> [Passage given]:

****************

11 KiB
Database Migrations
This directory contains database migration scripts for KohakuHub.
How Migrations Work
- Auto-detection: Each migration checks if it needs to run by verifying if columns/tables exist
- Sequential execution: Migrations run in numerical order (001, 002, 003, etc.)
- Idempotent: Safe to run multiple times - already-applied migrations are skipped
- Auto-run: Migrations automatically run on container startup via
docker/startup.py - Self-healing: Each migration automatically checks if ANY future migration has been applied
- If migration 005 finds that migration 008 is applied, it skips (changes already included)
- Works automatically for any future migrations (009, 010, etc.)
- No hardcoding - migrations discover and check future migrations dynamically
Migration Order
| # | Name | Description | Notes |
|---|---|---|---|
| 001 | repository_schema | Remove unique constraint from Repository.full_id | Skipped if post-008 |
| 002 | user_org_quotas | Add private/public quota fields to User/Organization | Skipped if post-008 |
| 003 | commit_tracking | Add Commit table for tracking user commits | Skipped if post-008 |
| 004 | repo_quotas | Add quota/used_bytes fields to Repository | Skipped if post-008 |
| 005 | profiles_and_invitations | Add profile fields and invitation system | Skipped if post-008 |
| 006 | invitation_multi_use | Add multi-use support to invitations | Skipped if post-008 |
| 007 | avatar_support | Add avatar fields to User/Organization | Skipped if post-008 |
| 008 | foreignkey_refactoring | BREAKING Merge User/Organization tables + Add ForeignKeys | Major schema change |
Migration 008 Schema Refactoring
Migration 008 is a major schema refactoring that:
- Merges the Organization table into User table (adds
is_orgflag) - Converts all integer ID references to proper ForeignKey constraints
- Adds denormalized owner fields for performance
If you have an existing database:
- Migrations 001-007 will automatically skip (changes already included in 008)
- Migration 008 requires confirmation (or set
KOHAKU_HUB_AUTO_MIGRATE=truein Docker) - BACKUP YOUR DATABASE BEFORE RUNNING 008
For fresh/new databases:
- Recreate the database from scratch instead of running migrations:
# Stop services docker-compose down # Remove old database data rm -rf hub-meta/postgres-data/* # Restart (will auto-create schema) docker-compose up -d - Fresh databases get the latest schema automatically via
init_db() - All migrations will skip (nothing to migrate)

****************

> [Provided material]:

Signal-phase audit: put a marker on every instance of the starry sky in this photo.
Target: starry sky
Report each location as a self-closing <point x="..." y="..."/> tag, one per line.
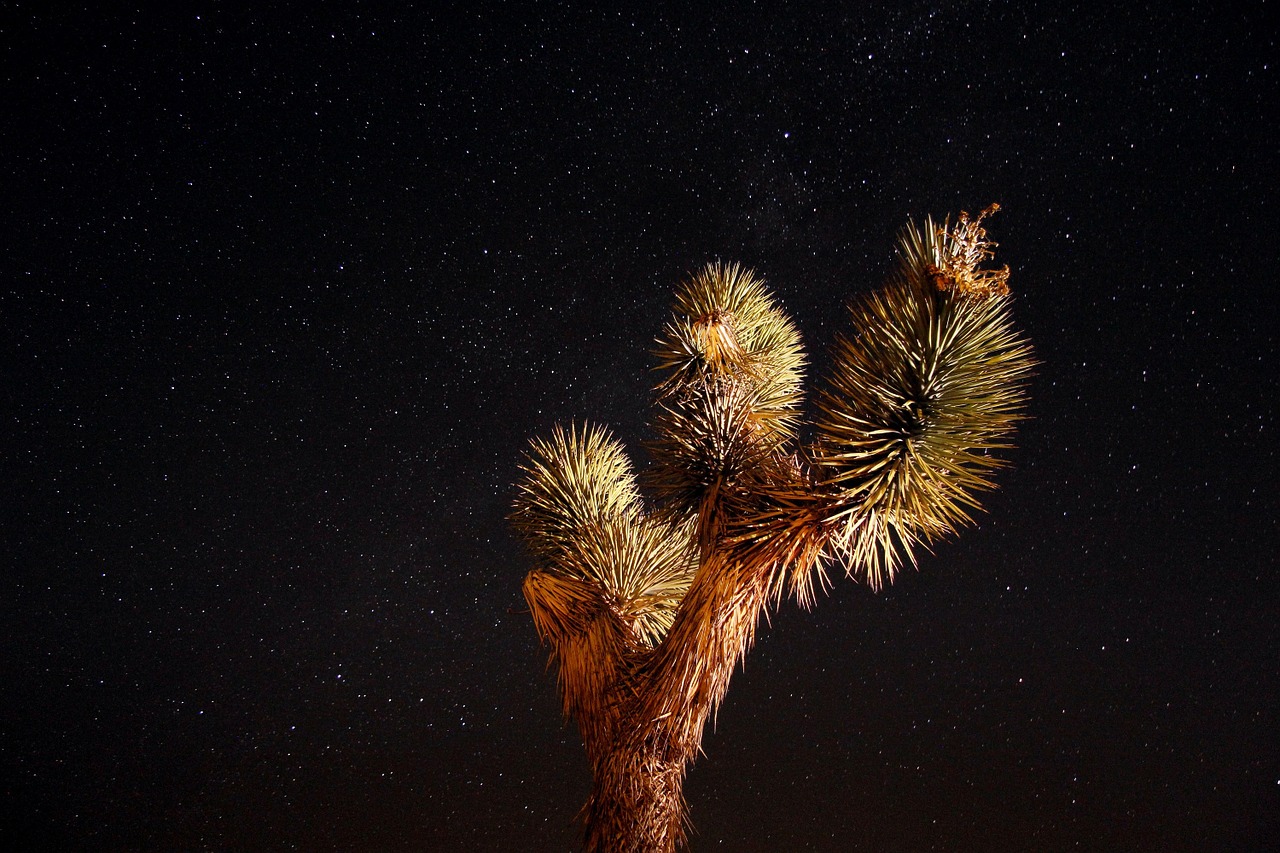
<point x="286" y="291"/>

****************

> [Problems]:
1 – Using the KohakuHub database migrations passage, answer:
(a) In what order do the migrations run?
(b) What does migration 007 add?
(c) Through what do fresh databases get the latest schema automatically?
2 – Extend the KohakuHub database migrations passage, starting after its final line.

> [Answers]:
1 –
(a) In numerical order (001, 002, 003, etc.).
(b) Avatar fields to User/Organization.
(c) Through init_db().

2 –
Creating New Migrations
-
Create a new file:
scripts/db_migrations/00X_name.py -
Implement these functions:
MIGRATION_NUMBER- Constant with migration number (e.g., 9)is_applied(db, cfg)- Check if THIS migration has been applied (for future migrations to detect)check_migration_needed()- Returns True if migration should runmigrate_sqlite()- SQLite migration logicmigrate_postgres()- PostgreSQL migration logicrun()- Main entry point that usesshould_skip_due_to_future_migrations()
-
Template:
#!/usr/bin/env python3
"""Migration 00X: Description"""
import sys
import os
# Add src to path
sys.path.insert(0, os.path.join(os.path.dirname(__file__), "..", "..", "src"))
# Add db_migrations to path (for _migration_utils)
sys.path.insert(0, os.path.dirname(__file__))
from kohakuhub.db import db
from kohakuhub.config import cfg
from _migration_utils import should_skip_due_to_future_migrations, check_column_exists, check_table_exists
# IMPORTANT: Do NOT import Peewee models (User, Repository, etc.)
# Models may be renamed/deleted in future versions, breaking old migrations.
# Use raw SQL queries instead.
MIGRATION_NUMBER = X # Replace X with actual number
def is_applied(db, cfg):
"""Check if THIS migration has been applied.
This function is called by older migrations to detect if this migration
has already applied their changes. Choose a unique signature column/table.
Returns True if this migration is applied, False otherwise.
Errors should return True (treat as applied, skip older migrations).
"""
# Example: Check if a signature column/table exists
return check_column_exists(db, cfg, "mytable", "mycolumn")
def check_migration_needed():
"""Check if this migration needs to run."""
cursor = db.cursor()
if cfg.app.db_backend == "postgres":
cursor.execute("""
SELECT column_name FROM information_schema.columns
WHERE table_name='mytable' AND column_name='mycolumn'
""")
return cursor.fetchone() is None
else:
cursor.execute("PRAGMA table_info(mytable)")
columns = [row[1] for row in cursor.fetchall()]
return 'mycolumn' not in columns
def migrate_sqlite():
cursor = db.cursor()
cursor.execute("ALTER TABLE mytable ADD COLUMN mycolumn INTEGER")
db.commit()
def migrate_postgres():
cursor = db.cursor()
cursor.execute("ALTER TABLE mytable ADD COLUMN mycolumn BIGINT")
db.commit()
def run():
db.connect(reuse_if_open=True)
try:
# Check if any future migration has been applied (auto-skip if superseded)
if should_skip_due_to_future_migrations(MIGRATION_NUMBER, db, cfg):
print("Migration 00X: Skipped (superseded by future migration)")
return True
if not check_migration_needed():
print("Migration 00X: Already applied")
return True
print("Migration 00X: Running...")
if cfg.app.db_backend == "postgres":
migrate_postgres()
else:
migrate_sqlite()
print("Migration 00X: ✓ Completed")
return True
except Exception as e:
print(f"Migration 00X: ✗ Failed - {e}")
import traceback
traceback.print_exc()
return False
finally:
db.close()
if __name__ == "__main__":
success = run()
sys.exit(0 if success else 1)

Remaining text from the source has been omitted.